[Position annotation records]
------------------------------------------------------------

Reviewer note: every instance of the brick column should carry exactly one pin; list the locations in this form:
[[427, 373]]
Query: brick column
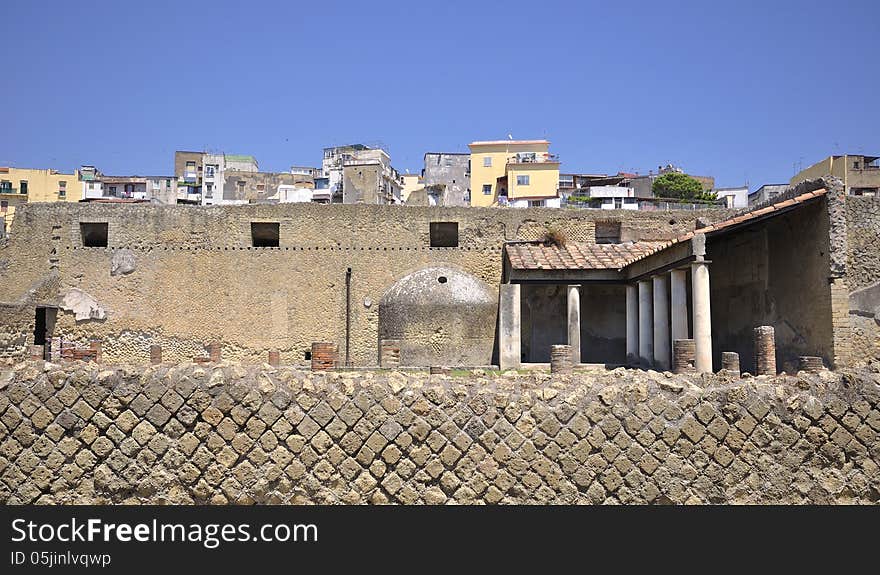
[[683, 353], [574, 323], [661, 323], [632, 325], [730, 361], [646, 325], [560, 359], [702, 316], [155, 354], [509, 326], [765, 350], [678, 290], [95, 349]]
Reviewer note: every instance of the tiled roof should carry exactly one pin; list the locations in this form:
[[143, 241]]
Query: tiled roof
[[574, 255], [750, 215]]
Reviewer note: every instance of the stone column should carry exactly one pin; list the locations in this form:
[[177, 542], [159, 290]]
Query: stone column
[[632, 325], [678, 289], [646, 325], [574, 323], [509, 345], [661, 324], [702, 316], [765, 350]]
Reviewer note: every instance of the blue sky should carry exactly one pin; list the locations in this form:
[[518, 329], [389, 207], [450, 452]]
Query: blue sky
[[744, 91]]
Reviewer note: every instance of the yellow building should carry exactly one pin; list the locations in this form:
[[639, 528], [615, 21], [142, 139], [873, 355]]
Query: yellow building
[[19, 185], [860, 173], [518, 173], [411, 183]]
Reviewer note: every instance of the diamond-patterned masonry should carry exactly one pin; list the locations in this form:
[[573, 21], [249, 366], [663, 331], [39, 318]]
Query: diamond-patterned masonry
[[228, 433]]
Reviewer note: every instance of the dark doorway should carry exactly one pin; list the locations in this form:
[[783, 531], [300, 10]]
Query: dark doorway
[[44, 325]]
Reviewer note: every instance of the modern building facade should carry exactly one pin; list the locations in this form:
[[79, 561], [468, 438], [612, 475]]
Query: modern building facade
[[21, 185], [367, 173], [766, 193], [447, 177], [860, 173], [517, 173]]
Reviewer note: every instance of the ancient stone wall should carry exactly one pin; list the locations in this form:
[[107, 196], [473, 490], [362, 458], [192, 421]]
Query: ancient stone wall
[[232, 434], [775, 273], [863, 277], [191, 275]]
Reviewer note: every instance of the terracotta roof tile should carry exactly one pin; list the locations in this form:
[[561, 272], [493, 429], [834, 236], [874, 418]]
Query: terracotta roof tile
[[735, 220], [574, 255]]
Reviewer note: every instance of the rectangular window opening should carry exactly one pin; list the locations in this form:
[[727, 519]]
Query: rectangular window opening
[[94, 235], [444, 234], [265, 234]]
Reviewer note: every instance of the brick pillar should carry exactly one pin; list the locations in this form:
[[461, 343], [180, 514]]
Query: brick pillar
[[646, 324], [765, 350], [632, 325], [700, 296], [661, 322], [684, 354], [95, 349], [325, 355], [810, 363], [509, 342], [730, 361], [574, 322], [214, 351], [389, 353], [560, 359], [55, 350]]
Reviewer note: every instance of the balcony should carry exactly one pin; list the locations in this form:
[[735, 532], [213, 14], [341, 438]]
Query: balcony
[[533, 158]]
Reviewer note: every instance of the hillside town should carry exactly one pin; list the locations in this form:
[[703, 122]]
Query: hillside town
[[494, 173]]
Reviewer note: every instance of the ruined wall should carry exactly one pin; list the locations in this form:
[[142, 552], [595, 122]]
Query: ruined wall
[[440, 316], [603, 324], [863, 276], [775, 273], [226, 434], [193, 277], [543, 317], [544, 320]]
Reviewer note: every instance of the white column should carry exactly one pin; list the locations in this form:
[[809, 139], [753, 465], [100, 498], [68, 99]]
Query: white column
[[678, 280], [509, 344], [646, 325], [702, 316], [662, 350], [632, 325], [574, 323]]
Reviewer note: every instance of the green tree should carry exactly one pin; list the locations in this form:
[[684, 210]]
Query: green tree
[[682, 186]]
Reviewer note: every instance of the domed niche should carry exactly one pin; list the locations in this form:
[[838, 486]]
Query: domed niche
[[440, 316]]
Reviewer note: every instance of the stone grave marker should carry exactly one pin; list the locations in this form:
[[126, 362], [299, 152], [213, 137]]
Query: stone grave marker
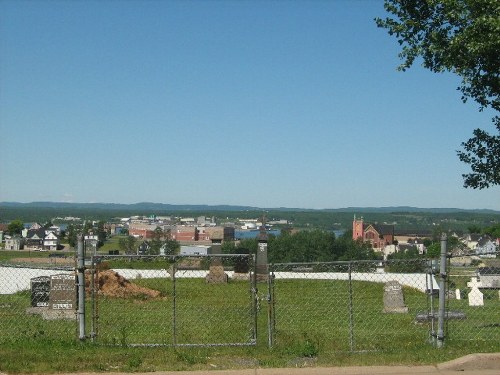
[[40, 290], [62, 292], [475, 296], [393, 298]]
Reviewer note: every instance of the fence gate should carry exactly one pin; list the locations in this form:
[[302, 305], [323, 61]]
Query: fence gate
[[351, 306], [173, 300]]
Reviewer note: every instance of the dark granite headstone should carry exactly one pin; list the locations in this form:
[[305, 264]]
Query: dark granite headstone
[[40, 290], [393, 298], [62, 292]]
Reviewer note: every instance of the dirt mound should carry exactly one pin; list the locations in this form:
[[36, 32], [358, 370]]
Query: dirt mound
[[112, 284]]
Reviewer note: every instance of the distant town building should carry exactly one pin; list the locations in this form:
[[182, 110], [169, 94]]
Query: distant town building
[[378, 235]]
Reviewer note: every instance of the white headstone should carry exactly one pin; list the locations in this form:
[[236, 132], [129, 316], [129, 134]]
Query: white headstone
[[475, 296]]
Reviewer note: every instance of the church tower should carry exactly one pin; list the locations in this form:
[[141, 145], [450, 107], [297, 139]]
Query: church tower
[[357, 228]]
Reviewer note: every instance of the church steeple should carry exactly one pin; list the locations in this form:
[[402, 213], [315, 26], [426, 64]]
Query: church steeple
[[357, 228]]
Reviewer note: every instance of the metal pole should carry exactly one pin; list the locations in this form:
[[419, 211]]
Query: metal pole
[[442, 292], [351, 315], [430, 288], [81, 287]]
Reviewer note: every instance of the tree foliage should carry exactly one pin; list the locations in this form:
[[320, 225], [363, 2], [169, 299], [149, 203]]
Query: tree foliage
[[462, 37]]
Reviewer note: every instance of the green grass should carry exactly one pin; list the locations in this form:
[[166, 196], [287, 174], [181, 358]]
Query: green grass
[[311, 326]]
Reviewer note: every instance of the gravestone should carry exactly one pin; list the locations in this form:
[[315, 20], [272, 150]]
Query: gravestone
[[62, 292], [40, 290], [393, 298], [475, 296], [216, 275], [216, 272]]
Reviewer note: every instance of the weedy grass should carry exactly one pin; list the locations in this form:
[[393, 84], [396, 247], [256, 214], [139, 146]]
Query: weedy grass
[[315, 323]]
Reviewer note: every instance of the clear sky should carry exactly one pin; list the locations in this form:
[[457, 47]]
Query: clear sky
[[260, 103]]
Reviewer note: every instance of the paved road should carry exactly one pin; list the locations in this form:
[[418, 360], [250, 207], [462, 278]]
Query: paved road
[[473, 364]]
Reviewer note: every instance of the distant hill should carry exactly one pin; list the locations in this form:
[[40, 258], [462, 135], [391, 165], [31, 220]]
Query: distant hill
[[150, 206]]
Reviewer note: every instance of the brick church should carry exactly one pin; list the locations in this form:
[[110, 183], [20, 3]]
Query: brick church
[[378, 235]]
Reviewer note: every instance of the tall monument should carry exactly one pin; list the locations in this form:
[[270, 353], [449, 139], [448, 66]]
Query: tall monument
[[261, 267]]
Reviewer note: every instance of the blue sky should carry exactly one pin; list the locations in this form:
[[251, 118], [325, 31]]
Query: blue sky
[[261, 103]]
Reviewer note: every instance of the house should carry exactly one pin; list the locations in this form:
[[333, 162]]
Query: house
[[185, 234], [378, 235], [50, 241], [34, 239], [471, 240], [486, 247], [489, 277], [41, 239], [14, 243], [144, 248], [195, 250]]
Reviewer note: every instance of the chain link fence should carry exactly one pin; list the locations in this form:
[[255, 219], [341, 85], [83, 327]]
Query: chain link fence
[[161, 300], [28, 311], [353, 306], [474, 299], [214, 300]]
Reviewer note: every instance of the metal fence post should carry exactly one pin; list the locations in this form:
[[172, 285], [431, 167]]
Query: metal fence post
[[351, 314], [81, 288], [442, 292]]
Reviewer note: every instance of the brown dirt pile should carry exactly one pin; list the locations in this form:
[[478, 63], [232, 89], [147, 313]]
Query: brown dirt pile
[[112, 284]]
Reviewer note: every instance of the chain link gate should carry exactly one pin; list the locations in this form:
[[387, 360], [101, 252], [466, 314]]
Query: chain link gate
[[345, 306], [173, 300]]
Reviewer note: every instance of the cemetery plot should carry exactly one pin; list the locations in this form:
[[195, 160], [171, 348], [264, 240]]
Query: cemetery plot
[[201, 305]]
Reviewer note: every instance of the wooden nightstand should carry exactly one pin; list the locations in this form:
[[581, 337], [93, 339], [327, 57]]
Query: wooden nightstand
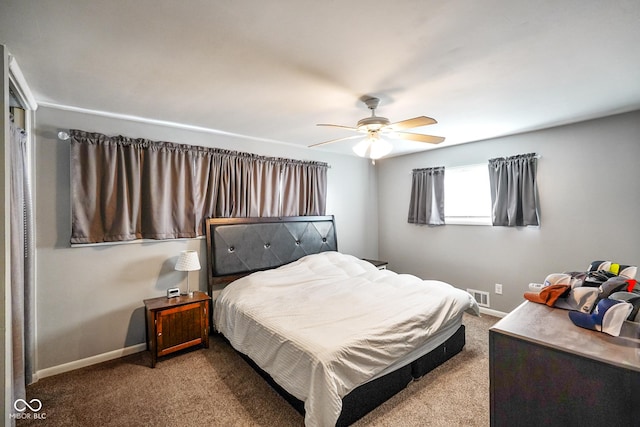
[[382, 265], [176, 323]]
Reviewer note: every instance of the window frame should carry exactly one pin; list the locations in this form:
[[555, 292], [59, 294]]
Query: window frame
[[482, 220]]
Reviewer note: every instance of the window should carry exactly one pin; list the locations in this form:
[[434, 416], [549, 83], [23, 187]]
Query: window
[[467, 195]]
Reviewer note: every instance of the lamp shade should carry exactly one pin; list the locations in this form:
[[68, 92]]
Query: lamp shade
[[188, 261], [373, 147]]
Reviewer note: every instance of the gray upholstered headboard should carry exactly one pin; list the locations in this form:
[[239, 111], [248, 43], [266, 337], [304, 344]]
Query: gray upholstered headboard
[[239, 246]]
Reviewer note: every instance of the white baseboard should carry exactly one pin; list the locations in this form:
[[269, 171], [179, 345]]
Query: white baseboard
[[98, 358], [490, 312], [104, 357]]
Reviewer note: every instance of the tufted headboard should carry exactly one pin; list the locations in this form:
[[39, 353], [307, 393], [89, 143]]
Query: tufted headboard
[[239, 246]]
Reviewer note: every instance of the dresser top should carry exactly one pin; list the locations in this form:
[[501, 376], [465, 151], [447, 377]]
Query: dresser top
[[161, 303], [552, 327]]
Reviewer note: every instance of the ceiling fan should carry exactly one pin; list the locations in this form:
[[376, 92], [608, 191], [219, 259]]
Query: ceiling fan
[[373, 146]]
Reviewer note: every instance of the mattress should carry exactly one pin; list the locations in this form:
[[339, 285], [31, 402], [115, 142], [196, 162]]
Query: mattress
[[329, 322]]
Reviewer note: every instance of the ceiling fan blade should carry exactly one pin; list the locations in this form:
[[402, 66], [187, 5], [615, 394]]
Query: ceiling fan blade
[[419, 137], [337, 126], [336, 140], [413, 123]]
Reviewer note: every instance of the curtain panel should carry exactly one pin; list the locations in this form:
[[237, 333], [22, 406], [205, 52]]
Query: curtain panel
[[127, 189], [427, 196], [514, 194]]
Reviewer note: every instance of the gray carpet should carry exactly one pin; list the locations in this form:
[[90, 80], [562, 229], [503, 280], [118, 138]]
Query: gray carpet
[[216, 387]]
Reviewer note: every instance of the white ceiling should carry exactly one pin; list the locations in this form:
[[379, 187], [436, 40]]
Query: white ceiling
[[274, 69]]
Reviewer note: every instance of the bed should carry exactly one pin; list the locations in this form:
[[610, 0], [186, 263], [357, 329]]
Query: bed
[[332, 333]]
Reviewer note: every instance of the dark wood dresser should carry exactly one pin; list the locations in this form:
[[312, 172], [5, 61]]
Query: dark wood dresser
[[544, 370], [174, 324]]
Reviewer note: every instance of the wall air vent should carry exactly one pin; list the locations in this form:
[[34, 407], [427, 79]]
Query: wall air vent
[[482, 298]]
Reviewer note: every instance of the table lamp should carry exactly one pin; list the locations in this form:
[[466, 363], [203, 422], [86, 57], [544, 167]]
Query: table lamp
[[188, 261]]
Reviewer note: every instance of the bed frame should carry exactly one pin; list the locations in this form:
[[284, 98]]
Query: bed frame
[[240, 246]]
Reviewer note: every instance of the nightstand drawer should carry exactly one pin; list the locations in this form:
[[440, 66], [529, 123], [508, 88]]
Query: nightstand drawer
[[174, 324]]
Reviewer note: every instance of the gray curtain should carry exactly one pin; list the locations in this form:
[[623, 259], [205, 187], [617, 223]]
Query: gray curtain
[[304, 189], [22, 288], [427, 196], [514, 194], [126, 189]]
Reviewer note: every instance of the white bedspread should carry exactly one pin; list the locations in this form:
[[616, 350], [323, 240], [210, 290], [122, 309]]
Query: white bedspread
[[344, 321]]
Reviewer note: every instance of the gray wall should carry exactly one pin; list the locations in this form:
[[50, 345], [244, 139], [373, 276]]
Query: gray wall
[[588, 181], [89, 300]]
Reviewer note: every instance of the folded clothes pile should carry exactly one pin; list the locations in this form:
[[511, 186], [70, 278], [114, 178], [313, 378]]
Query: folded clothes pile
[[601, 298]]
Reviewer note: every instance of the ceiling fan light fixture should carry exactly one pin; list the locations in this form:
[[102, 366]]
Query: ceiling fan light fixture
[[373, 147]]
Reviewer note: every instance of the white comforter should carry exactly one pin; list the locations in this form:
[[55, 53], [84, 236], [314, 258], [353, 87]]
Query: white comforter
[[344, 321]]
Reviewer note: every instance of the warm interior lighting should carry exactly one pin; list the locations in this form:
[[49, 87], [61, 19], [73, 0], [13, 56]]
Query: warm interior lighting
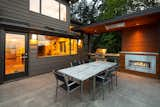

------------------------------------------------------------

### Instructions for the task
Reproduce only the lines of the records from the line with "Reviewer note: every instance of the white ceiling" to the line with "[[482, 298]]", both included, switching "dark wood dresser" to "walnut chest of drawers" and leaving everything else unchanged.

### Answer for this exercise
Reviewer note: every instance of the white ceiling should carry exactly one pin; list the locations in this form:
[[379, 187], [436, 40]]
Query: white ceiling
[[274, 69]]
Reviewer note: every instance of the bed should carry exactly one pin; list the locations in this form:
[[610, 0], [186, 263], [357, 329]]
Query: bed
[[332, 333]]
Reviewer note: every instance of the walnut chest of drawers should carry exactly one pin; list the locations in this form:
[[312, 172], [5, 61]]
Query: walnut chest of drawers
[[544, 370], [174, 324]]
Reviewer note: every instance of the wall air vent should carry exactly one pin; list the locations in this form:
[[34, 407], [427, 79]]
Query: wall air vent
[[482, 298]]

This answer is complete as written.